Problem
Repeat, without any change, the entries presented below.

Material for the task
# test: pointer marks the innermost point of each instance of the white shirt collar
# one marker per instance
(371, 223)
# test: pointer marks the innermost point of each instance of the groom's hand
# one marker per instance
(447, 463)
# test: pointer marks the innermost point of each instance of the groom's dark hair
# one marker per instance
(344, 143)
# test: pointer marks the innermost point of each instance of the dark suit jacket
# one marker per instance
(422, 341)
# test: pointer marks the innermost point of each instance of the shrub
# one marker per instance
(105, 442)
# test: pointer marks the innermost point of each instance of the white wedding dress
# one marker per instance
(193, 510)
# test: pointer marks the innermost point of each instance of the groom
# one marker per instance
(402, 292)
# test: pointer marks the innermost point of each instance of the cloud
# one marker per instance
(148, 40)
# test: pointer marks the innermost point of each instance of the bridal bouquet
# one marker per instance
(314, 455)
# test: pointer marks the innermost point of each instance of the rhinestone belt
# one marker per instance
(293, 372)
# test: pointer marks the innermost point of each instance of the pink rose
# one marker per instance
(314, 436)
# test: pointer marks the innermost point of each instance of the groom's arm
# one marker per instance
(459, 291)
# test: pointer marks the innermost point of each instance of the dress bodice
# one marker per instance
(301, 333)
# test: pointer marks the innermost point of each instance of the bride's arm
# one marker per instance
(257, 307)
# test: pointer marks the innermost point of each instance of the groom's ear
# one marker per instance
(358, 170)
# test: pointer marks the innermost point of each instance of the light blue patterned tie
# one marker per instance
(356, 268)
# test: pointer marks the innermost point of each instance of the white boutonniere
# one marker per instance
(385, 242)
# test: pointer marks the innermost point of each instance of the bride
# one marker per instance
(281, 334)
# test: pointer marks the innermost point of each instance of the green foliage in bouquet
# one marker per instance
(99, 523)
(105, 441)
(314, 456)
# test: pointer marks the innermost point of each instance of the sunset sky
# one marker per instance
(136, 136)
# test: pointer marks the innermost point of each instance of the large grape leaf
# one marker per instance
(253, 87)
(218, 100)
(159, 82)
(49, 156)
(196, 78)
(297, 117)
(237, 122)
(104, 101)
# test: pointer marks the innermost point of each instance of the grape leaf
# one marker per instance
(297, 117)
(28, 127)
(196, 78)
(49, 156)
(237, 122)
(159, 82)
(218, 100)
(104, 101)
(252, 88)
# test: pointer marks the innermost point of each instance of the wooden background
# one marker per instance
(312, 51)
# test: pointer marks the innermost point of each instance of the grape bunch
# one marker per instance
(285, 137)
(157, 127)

Solution for this task
# test: pointer marks the innermost point of each instance of the white shirt collar
# one marker per instance
(371, 223)
# test: pointer marks the innermost point of each instance of the groom's hand
# one marker per instance
(447, 463)
# test: pointer marks the innermost point of each instance of the groom's dark hair
# one marker per instance
(344, 143)
# test: pointer marks the innermost point of each instance of the dark suit jacket
# one marker per instance
(422, 341)
# test: pointer marks the innermost point of each instance of the shrub
# one marker per instance
(105, 442)
# test: pointer marks the innermost point of each instance of the white wedding dress
# one marker per instance
(193, 510)
# test: pointer marks the innermost point of each instance of the groom
# one marker per instance
(402, 292)
# test: pointer marks the innermost point of each instance of the cloud
# one marker per instance
(148, 40)
# test: pointer marks the innermost point of each instance of the bridal bouquet
# one marker per instance
(314, 455)
# test: pointer marks the innermost point of each instance of the rhinestone belt
# one marker per instance
(293, 372)
# test: pointer marks the innermost point of each instance of the pink rose
# one marker per instance
(314, 436)
# test: pointer marks the innermost point of each instance of the groom's arm
# one marker per instance
(459, 291)
# test: pointer marks the innermost point of each instance of the dress bodice
# one marker per instance
(301, 333)
# test: pointer marks the innermost point of each instance of the bride's arm
# one marker per instance
(257, 307)
# test: pointer marks the innermost point of each instance of the groom's ear
# one marker per instance
(358, 170)
# test: pointer marks the innermost point of each instance of the light blue patterned tie
# one marker per instance
(356, 268)
# test: pointer marks the innermost point of each instance of the white boutonniere
# one marker per instance
(385, 242)
# test: pointer marks the innermost point of each instance of the bride
# one marker per instance
(281, 334)
# test: pointer marks the innermost point of each instance of the green foliage in bouquet
# one marker per instance
(99, 523)
(105, 441)
(314, 456)
# test: pointer marks the innermost point of each instance of the sunset sky
# one marker per instance
(136, 136)
# test: pointer marks the innermost point of each instance of the large grape leaf
# one marker per instance
(253, 87)
(218, 100)
(159, 82)
(49, 156)
(196, 78)
(297, 117)
(237, 122)
(104, 101)
# test: pointer marks the innermost point of each instance of the grape leaf
# one marker per instance
(297, 117)
(28, 127)
(196, 78)
(49, 156)
(237, 122)
(159, 82)
(218, 100)
(104, 101)
(252, 88)
# test: pointer marks the innermost point of each instance of the wooden background
# one marker per instance
(312, 51)
# test: pointer marks the innermost point of each instance of the grape bunch
# one marker per instance
(285, 137)
(157, 127)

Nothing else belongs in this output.